### WRITTEN REQUEST
Could you give the data below again, exactly and completely?

### STORED ROWS

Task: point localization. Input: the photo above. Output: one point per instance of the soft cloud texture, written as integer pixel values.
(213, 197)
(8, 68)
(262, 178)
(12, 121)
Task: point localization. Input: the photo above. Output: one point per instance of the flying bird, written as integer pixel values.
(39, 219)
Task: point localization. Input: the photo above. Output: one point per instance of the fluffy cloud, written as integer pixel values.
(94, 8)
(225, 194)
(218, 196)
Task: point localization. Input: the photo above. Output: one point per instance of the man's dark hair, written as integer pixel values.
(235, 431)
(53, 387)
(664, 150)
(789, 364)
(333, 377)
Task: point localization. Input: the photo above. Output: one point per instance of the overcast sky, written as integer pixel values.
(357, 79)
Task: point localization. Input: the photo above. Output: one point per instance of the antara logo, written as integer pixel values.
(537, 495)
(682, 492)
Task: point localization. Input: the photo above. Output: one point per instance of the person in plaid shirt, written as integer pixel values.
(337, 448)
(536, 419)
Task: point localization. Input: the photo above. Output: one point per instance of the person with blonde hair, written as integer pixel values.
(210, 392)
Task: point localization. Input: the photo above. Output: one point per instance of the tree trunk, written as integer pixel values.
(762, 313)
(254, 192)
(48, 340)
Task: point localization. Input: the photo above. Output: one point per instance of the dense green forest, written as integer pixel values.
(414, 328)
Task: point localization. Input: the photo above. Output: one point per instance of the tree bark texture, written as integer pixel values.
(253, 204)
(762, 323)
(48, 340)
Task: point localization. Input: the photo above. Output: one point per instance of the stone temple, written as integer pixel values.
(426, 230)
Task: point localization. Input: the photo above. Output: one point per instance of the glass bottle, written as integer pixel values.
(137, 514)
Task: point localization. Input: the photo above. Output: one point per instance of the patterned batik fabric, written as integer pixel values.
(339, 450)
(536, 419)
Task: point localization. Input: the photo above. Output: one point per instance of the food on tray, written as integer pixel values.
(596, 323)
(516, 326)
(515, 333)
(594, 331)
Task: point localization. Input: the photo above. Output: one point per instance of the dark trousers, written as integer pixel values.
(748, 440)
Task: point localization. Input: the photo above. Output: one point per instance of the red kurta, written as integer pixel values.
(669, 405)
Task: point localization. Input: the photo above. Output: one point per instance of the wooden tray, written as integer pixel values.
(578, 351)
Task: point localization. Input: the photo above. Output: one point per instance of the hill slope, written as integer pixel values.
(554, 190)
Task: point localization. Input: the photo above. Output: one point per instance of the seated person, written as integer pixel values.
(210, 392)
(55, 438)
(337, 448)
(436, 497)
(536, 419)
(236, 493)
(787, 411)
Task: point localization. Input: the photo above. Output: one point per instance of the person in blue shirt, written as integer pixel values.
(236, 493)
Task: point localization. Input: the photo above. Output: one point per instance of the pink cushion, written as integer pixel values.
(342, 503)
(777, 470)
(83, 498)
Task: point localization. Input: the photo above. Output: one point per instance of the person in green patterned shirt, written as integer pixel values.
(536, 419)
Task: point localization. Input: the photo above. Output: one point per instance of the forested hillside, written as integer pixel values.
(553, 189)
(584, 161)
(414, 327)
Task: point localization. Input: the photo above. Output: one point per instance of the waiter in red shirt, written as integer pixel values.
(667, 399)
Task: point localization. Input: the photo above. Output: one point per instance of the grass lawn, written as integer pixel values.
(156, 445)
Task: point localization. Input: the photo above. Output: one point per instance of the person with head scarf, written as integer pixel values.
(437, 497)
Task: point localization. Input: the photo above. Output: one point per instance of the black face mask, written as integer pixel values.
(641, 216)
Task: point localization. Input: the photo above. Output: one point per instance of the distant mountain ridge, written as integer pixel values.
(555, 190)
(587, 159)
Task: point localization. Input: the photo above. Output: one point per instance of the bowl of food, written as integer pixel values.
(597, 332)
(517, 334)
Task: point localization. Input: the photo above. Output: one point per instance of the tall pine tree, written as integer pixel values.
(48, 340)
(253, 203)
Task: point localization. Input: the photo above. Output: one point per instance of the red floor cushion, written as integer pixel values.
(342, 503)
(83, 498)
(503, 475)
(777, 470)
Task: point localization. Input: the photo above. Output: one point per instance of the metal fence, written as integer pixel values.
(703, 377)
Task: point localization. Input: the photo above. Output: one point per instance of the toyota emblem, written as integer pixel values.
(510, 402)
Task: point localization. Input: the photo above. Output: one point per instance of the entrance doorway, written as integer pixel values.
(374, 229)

### ANSWER FOR THIS EXERCISE
Task: point localization. Input: the photo above. Output: one point per instance of the soft cloud texture, written as integer pixel values.
(213, 197)
(8, 68)
(262, 178)
(12, 121)
Task: point localization. Input: the photo above. Output: one point per instance of the flying bird, written as integer pixel values.
(39, 219)
Task: point localization. Input: the photo above. Output: one point per instance of the fluffy cloud, written as integer pixel values.
(94, 8)
(225, 194)
(218, 196)
Task: point localization. Input: the photo above. Output: one point per instance of the man's dark hair, written as integer pixel values.
(235, 431)
(53, 387)
(664, 150)
(789, 364)
(333, 377)
Task: point localization. Input: the photo above. Output: one point per instance of the overcast sky, written as integer pixel values.
(357, 79)
Task: point localization. Input: the photo above. Output: one point per instance of the antara logo, written as integer pixel values.
(537, 495)
(682, 492)
Task: point localization. Input: the photo above. Output: one point per instance of the person in plaid shirt, written as integer pixel values.
(337, 448)
(536, 419)
Task: point localization. Input: the photo above. Output: one point per instance of the person with blonde hair, written as integer pixel values.
(210, 392)
Task: point localization. Input: the photo above. Output: one point per instance of the tree trunk, written as integer pixel values.
(762, 313)
(254, 192)
(48, 340)
Task: point localization. Input: the photo above. Output: one point per instance of the dense green forest, written as integer pixel values.
(414, 328)
Task: point localization. Input: the photo above. Output: one point per instance of the tree bark texture, written as integer pixel values.
(253, 204)
(762, 323)
(48, 340)
Task: point localization. Input: the photo above. Output: one point per instance of the stone temple, written as integer pixel values.
(426, 230)
Task: point localization. Input: the photo above. Output: one point per instance of the glass bottle, written as integer pixel values.
(137, 514)
Task: point localization. Input: the photo above. Output: one point per instance of the patterned batik fabric, written as integer pixel values.
(339, 450)
(536, 419)
Task: point localization. Input: the photo above. Output: one point per instance of the food on tray, written as integer pixel values.
(596, 323)
(516, 326)
(515, 333)
(594, 331)
Task: point localization. Input: the photo above. Output: one point per instance of the dark trousers, written as integer pixel values.
(748, 440)
Task: point localization. Input: the photo above. Output: one point per instance of the red kurta, written as integer pixel values.
(669, 405)
Task: point localization. Input: the photo above. Output: one point per instance of the wooden tray, written as integer pixel values.
(578, 351)
Task: point localization. Input: the photo above. Output: one point per instance of the hill slope, written as integer pixel values.
(554, 190)
Task: point localization. Input: the photo above. Output: one point per instance of the seated person, written as integer pixel values.
(210, 392)
(55, 438)
(337, 448)
(436, 497)
(536, 419)
(236, 493)
(787, 411)
Task: point localization. Input: the photo above. Output: one point per instance of the person in blue shirt, written as integer pixel values.
(236, 493)
Task: point localization. Input: the photo above. Output: one point per instance of the pink cushion, written as integer pixel values.
(342, 503)
(777, 470)
(83, 498)
Task: point localization. Input: the photo above. Output: one point per instance of the person in green patterned shirt, written as integer pixel values.
(536, 419)
Task: point localization. Input: the photo above. Output: one point per instance of the forested hillside, written as integer pixel values.
(553, 189)
(584, 161)
(414, 327)
Task: point localization. Input: the photo above. Output: one point per instance of the waiter in red shirt, written as integer pixel values.
(667, 399)
Task: point localization. Input: the photo above. Output: one point per instance of the grass lawn, written as integer pixel values.
(156, 445)
Task: point localization. Input: the photo above. Output: one point per instance of the person with head scarf, written as integer pixel values.
(437, 497)
Task: point localization. Input: the photo above. Output: one point per instance of the black face mask, written as integer pixel values.
(641, 216)
Task: point localization. Input: the photo above. Output: one point per instance of the distant mountain ridge, written as integer pixel values.
(555, 190)
(587, 159)
Task: point localization. Input: the photo above. Output: one point per instance of the bowl of food, written as integer pixel values.
(597, 332)
(517, 334)
Task: point localization. Input: the photo above. Output: one point per instance of the tall pine tree, written as integer pixel values.
(48, 340)
(253, 203)
Task: point localization. Input: the photo above. Output: one point per instance of the red floor cushion, written as integer pixel values.
(342, 503)
(83, 498)
(503, 475)
(777, 470)
Task: point localization. Input: the photo above. Output: one point per instance of the metal fence, written as integer pixel values.
(703, 377)
Task: point localization. Input: the photo above. Output: one point per instance of the toyota emblem, written as integer pixel values.
(510, 402)
Task: point localization. Input: the photo above. Output: one point per instance of the entrance doorway, written as integer pixel values.
(374, 229)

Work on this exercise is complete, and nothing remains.